(Entries from a pointing dataset)
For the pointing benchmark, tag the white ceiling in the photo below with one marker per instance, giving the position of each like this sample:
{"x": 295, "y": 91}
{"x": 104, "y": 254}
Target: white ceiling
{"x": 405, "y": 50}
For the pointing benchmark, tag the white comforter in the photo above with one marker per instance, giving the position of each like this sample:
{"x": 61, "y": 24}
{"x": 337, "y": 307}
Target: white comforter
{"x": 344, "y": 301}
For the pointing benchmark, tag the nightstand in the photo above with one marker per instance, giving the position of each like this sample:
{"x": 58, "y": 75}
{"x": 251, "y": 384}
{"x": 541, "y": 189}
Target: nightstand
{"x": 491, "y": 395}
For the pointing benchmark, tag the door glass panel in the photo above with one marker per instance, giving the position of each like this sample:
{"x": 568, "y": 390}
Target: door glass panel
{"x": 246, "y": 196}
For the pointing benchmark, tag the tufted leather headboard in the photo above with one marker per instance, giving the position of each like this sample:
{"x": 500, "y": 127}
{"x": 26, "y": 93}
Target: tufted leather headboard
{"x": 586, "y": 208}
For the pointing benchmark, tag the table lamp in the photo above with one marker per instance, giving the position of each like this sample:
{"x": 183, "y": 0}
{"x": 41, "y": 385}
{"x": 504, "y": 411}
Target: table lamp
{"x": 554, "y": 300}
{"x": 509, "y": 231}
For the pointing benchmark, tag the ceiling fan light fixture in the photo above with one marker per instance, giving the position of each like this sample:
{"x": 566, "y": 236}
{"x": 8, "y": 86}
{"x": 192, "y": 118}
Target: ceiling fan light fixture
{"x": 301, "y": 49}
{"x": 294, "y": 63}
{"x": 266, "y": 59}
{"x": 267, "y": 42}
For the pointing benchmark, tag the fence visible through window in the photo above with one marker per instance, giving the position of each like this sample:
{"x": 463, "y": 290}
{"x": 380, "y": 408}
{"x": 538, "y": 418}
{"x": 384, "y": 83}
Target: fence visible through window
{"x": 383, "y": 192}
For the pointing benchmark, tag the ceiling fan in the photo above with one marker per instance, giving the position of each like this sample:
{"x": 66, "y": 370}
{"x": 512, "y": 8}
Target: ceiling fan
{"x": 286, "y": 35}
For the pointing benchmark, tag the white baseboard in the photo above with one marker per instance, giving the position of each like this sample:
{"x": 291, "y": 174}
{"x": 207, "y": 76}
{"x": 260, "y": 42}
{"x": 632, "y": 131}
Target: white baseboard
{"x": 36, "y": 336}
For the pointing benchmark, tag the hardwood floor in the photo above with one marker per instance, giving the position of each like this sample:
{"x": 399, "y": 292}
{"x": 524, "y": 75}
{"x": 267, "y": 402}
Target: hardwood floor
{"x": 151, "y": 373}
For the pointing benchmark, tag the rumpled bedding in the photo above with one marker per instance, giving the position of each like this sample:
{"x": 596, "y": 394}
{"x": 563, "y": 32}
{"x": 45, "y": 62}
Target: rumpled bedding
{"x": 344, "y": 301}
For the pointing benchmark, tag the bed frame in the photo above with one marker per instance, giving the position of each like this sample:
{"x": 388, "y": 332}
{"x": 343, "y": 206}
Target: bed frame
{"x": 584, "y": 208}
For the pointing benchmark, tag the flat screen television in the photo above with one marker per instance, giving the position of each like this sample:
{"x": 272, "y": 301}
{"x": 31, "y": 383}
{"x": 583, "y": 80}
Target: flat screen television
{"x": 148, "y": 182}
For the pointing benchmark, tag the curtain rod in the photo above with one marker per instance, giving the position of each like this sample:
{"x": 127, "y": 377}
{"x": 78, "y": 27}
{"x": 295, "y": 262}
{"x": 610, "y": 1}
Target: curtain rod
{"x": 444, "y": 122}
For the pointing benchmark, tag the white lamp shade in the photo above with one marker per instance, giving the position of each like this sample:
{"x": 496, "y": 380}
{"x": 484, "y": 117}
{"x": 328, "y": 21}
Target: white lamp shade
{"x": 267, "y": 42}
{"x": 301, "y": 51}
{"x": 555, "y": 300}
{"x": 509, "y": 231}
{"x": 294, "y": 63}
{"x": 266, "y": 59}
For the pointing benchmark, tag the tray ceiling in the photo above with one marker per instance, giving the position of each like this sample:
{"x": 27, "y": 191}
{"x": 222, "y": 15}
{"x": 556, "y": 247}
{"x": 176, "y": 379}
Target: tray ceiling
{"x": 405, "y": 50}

* **EXERCISE TASK**
Put the lines from the one containing "For the pointing benchmark, tag the flat" through the end of the items above, inclusive, into a JSON list of strings, with one string per line and any blank lines left out.

* **EXERCISE RESULT**
[
  "For the pointing benchmark, tag the flat screen television in the photo above with one marker per instance, giving the position of each like this sample:",
  "{\"x\": 272, \"y\": 301}",
  "{\"x\": 31, \"y\": 383}",
  "{\"x\": 583, \"y\": 80}",
  "Target: flat screen television",
  "{\"x\": 148, \"y\": 182}",
  "For the pointing benchmark, tag the curtain rod in the photo above with one marker per instance, giving the position of each like this sample:",
  "{\"x\": 127, \"y\": 377}",
  "{\"x\": 78, \"y\": 27}",
  "{\"x\": 295, \"y\": 262}",
  "{\"x\": 610, \"y\": 1}",
  "Target: curtain rod",
  "{\"x\": 444, \"y\": 122}",
  "For the pointing benchmark, tag the white lamp shade in the photo above with one marker per instance, giving the position of each like this sample:",
  "{\"x\": 496, \"y\": 380}",
  "{\"x\": 484, \"y\": 117}",
  "{\"x\": 328, \"y\": 21}",
  "Target: white lamp shade",
  "{\"x\": 267, \"y\": 42}",
  "{\"x\": 301, \"y\": 51}",
  "{\"x\": 555, \"y\": 300}",
  "{\"x\": 509, \"y\": 231}",
  "{\"x\": 294, \"y\": 63}",
  "{\"x\": 266, \"y\": 59}",
  "For the pointing benchmark, tag the tray ceiling in the photo above with one marker per instance, giving the position of each like this sample:",
  "{\"x\": 27, \"y\": 191}",
  "{\"x\": 222, \"y\": 15}",
  "{\"x\": 556, \"y\": 247}",
  "{\"x\": 176, \"y\": 379}",
  "Target: tray ceiling",
  "{\"x\": 405, \"y\": 50}"
]